→ Information shown
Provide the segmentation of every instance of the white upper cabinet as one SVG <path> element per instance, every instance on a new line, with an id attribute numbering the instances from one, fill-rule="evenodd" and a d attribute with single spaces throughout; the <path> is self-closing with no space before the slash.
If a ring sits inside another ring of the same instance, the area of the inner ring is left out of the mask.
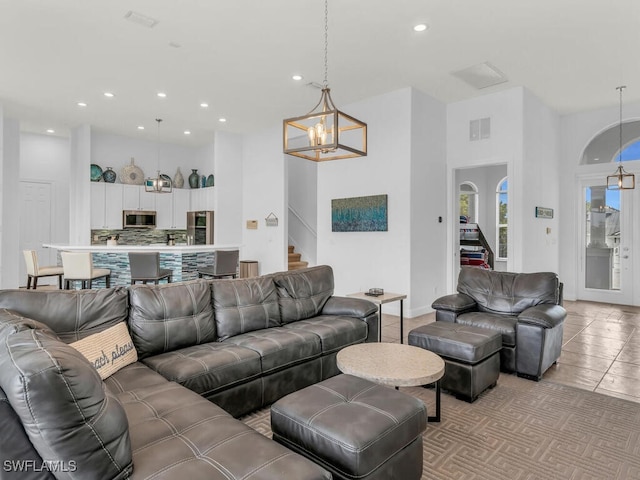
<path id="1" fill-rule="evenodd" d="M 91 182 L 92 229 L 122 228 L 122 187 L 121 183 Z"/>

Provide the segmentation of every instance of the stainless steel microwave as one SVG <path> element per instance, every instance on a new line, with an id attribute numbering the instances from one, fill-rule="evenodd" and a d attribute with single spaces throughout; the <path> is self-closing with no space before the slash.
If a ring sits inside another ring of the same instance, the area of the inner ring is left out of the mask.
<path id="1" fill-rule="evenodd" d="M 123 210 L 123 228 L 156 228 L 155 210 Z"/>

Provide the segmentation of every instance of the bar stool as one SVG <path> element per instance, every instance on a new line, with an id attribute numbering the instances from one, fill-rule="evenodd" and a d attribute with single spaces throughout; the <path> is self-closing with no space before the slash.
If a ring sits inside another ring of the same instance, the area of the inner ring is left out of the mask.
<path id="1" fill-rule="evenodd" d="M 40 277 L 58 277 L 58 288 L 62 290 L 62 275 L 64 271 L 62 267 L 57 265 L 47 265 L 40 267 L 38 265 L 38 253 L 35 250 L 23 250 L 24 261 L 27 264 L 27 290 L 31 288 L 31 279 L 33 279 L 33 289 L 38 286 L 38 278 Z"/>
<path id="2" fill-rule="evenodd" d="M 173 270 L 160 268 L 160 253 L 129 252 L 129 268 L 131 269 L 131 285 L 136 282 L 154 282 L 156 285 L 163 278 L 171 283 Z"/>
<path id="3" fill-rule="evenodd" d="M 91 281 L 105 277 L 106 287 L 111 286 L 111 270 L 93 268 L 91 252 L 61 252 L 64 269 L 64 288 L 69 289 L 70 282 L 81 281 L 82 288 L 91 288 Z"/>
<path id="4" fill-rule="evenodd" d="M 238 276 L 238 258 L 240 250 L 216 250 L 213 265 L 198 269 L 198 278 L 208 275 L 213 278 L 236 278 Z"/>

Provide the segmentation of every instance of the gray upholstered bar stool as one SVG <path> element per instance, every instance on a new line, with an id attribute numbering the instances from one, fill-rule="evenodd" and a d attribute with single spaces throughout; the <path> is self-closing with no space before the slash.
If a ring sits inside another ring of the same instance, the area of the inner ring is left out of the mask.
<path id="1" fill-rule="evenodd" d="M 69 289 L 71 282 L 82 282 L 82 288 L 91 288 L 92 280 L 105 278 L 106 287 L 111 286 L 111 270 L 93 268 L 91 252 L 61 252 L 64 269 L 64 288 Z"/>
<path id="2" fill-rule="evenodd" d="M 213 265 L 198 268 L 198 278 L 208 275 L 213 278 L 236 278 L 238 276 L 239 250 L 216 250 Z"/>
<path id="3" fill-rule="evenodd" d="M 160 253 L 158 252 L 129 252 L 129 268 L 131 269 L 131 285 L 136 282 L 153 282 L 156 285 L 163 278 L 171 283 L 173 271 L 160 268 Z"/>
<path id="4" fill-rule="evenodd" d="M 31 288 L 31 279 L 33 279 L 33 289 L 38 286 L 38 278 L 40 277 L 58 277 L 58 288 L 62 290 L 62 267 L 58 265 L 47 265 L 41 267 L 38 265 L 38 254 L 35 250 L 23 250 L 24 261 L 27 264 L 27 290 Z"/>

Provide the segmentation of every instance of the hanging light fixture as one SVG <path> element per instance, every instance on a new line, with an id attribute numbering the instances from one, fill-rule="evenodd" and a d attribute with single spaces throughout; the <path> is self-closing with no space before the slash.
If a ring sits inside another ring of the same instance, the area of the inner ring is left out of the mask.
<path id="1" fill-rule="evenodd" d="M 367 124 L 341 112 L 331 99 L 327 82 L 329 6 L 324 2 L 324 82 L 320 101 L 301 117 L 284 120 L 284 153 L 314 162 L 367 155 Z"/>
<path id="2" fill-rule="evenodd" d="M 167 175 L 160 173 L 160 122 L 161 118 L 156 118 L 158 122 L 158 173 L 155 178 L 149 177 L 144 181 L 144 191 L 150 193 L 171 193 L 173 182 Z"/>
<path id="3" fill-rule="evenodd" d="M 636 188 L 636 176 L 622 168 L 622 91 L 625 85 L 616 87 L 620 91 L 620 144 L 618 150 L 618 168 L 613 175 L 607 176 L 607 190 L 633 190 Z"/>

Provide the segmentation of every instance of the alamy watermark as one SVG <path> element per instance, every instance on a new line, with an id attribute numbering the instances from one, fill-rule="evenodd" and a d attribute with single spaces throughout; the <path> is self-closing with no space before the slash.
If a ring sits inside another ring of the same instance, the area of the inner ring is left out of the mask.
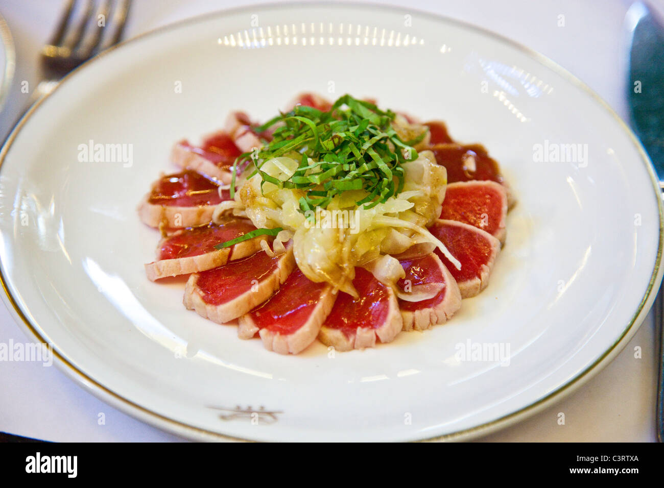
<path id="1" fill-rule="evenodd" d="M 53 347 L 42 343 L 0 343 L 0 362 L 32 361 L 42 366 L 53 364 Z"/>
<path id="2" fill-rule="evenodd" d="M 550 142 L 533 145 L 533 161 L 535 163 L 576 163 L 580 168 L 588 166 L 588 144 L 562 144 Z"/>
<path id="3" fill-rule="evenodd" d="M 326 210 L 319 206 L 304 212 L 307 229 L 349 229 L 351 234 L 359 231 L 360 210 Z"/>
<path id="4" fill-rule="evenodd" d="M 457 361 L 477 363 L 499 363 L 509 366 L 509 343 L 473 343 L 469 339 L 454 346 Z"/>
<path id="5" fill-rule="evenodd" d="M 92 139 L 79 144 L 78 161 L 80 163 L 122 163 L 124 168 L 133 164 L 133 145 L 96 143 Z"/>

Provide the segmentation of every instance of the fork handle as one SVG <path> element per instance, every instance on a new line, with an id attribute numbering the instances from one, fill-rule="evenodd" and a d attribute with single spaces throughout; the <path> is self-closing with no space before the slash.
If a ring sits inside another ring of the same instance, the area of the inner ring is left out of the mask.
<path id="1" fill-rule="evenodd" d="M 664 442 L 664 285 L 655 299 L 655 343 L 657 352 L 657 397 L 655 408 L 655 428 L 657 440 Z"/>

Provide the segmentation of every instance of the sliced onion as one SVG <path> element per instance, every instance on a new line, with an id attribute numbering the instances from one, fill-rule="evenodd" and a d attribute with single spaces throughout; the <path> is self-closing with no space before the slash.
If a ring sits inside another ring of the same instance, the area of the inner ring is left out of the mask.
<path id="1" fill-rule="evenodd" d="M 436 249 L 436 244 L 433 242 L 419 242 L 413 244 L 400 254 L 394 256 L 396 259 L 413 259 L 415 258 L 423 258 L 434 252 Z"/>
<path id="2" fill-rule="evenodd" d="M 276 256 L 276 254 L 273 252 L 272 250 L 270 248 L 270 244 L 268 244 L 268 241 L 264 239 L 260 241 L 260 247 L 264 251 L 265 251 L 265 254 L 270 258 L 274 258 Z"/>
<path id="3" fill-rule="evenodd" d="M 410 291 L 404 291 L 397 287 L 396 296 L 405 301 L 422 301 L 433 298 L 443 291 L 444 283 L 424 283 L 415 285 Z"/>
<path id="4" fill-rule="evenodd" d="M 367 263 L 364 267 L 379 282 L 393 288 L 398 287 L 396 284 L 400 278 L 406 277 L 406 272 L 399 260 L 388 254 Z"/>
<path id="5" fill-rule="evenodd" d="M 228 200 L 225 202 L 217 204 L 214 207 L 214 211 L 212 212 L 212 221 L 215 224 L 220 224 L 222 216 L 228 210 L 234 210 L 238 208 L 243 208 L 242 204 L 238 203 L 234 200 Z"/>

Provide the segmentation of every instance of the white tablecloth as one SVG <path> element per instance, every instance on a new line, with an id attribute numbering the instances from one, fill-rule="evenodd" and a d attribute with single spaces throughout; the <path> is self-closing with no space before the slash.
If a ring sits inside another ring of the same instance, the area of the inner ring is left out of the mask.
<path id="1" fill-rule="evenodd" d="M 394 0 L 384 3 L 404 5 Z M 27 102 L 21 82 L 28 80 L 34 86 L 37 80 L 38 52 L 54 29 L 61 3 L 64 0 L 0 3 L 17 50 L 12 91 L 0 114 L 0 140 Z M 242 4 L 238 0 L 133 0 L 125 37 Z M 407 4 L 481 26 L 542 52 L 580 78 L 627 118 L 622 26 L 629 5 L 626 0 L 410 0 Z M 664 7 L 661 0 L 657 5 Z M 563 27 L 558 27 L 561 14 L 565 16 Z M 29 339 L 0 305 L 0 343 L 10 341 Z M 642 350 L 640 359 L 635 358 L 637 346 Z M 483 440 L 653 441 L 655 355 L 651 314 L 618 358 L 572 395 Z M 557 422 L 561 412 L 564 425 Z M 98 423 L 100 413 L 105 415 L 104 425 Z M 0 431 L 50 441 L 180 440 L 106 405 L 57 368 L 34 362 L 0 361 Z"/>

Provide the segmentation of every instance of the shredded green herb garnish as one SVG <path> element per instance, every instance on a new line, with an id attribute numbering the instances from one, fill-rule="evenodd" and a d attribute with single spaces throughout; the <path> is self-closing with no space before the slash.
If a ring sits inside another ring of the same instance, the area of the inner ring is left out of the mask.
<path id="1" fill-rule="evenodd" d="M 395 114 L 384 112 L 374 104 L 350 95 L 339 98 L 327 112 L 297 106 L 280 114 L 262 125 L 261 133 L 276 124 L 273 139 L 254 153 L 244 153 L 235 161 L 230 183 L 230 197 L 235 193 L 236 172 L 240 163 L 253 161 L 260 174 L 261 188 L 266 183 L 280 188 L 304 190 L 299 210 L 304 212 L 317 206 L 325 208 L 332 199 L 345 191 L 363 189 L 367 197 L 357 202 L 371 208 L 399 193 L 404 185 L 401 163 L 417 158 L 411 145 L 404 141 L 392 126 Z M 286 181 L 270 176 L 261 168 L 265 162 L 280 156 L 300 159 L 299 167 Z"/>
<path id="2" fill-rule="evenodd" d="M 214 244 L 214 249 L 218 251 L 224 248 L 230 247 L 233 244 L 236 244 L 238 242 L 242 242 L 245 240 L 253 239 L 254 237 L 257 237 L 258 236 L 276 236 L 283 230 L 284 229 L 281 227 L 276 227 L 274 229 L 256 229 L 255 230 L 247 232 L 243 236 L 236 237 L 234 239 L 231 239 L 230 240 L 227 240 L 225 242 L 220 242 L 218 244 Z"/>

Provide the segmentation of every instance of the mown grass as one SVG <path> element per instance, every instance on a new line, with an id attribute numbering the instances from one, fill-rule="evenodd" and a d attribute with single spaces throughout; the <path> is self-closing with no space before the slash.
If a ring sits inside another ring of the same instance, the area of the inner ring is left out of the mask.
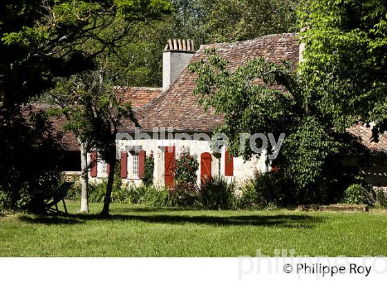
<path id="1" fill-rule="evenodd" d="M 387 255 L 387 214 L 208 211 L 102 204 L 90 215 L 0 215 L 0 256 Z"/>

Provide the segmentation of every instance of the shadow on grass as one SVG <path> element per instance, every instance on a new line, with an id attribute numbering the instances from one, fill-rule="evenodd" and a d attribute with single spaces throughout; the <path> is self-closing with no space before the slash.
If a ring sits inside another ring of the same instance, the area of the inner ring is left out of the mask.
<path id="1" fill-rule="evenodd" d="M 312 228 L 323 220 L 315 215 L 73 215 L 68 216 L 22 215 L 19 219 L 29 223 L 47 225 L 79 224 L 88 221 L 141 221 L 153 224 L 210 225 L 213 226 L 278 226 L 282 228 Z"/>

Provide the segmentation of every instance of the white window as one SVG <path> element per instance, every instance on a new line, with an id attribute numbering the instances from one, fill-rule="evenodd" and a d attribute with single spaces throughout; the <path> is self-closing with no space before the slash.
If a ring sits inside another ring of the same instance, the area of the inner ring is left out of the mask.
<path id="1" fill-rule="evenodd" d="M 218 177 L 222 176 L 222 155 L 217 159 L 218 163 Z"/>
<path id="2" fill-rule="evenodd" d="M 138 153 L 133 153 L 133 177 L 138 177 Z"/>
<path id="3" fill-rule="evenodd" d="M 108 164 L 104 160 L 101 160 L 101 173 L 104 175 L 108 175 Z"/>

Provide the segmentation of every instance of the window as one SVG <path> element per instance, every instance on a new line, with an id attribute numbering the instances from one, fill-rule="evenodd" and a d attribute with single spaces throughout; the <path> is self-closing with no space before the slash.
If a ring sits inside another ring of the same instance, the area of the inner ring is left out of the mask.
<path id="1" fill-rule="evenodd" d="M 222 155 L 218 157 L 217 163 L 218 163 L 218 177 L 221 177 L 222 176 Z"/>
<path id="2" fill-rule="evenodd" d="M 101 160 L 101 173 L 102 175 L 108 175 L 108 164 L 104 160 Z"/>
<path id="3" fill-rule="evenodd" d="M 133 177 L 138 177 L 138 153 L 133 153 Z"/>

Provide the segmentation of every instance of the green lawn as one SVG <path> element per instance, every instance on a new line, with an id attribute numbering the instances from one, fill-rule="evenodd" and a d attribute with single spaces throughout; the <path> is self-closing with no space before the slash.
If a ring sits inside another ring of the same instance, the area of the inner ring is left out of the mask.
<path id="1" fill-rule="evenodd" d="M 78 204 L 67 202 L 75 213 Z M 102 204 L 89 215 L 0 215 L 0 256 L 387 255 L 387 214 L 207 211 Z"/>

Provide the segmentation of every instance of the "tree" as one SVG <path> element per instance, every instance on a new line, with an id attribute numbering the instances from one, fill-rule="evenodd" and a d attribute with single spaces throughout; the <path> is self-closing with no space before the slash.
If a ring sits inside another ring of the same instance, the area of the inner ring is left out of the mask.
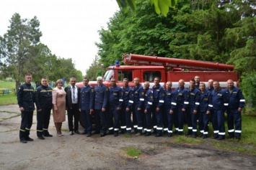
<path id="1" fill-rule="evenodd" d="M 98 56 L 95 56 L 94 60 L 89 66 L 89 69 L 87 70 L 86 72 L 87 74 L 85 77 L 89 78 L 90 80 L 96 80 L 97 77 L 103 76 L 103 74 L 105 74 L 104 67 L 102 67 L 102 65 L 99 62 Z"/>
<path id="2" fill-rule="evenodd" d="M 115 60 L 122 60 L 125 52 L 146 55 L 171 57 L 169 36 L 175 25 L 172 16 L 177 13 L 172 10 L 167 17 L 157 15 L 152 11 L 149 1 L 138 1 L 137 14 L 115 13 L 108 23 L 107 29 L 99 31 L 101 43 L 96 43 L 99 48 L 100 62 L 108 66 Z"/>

→ Aim of the exercise
Take the data from the line containing "Provide the segmentation of every instance of the hanging" down through the line containing "636 188 L 636", and write those lines out again with "light fixture" changed to "pendant lamp" and nothing else altered.

→ The reply
Provide the segmentation of every instance of the hanging pendant lamp as one SVG <path> element per instance, every instance on a new line, with an id attribute numbering the instances from one, fill-rule="evenodd" and a d attribute with single spaces throughout; the <path> is self-closing with no space before the slash.
If a ring sits inside another ring of the same instance, the area of the inner ring is left out of the mask.
<path id="1" fill-rule="evenodd" d="M 367 124 L 341 112 L 331 99 L 327 82 L 329 6 L 324 2 L 324 82 L 320 101 L 301 117 L 284 120 L 284 153 L 314 162 L 367 155 Z"/>
<path id="2" fill-rule="evenodd" d="M 167 175 L 160 173 L 160 122 L 161 118 L 156 118 L 158 122 L 158 173 L 155 178 L 149 177 L 144 181 L 144 191 L 150 193 L 171 193 L 173 182 Z"/>
<path id="3" fill-rule="evenodd" d="M 636 188 L 636 176 L 622 168 L 622 91 L 625 85 L 616 87 L 620 91 L 620 144 L 618 150 L 618 168 L 613 175 L 607 176 L 607 190 L 633 190 Z"/>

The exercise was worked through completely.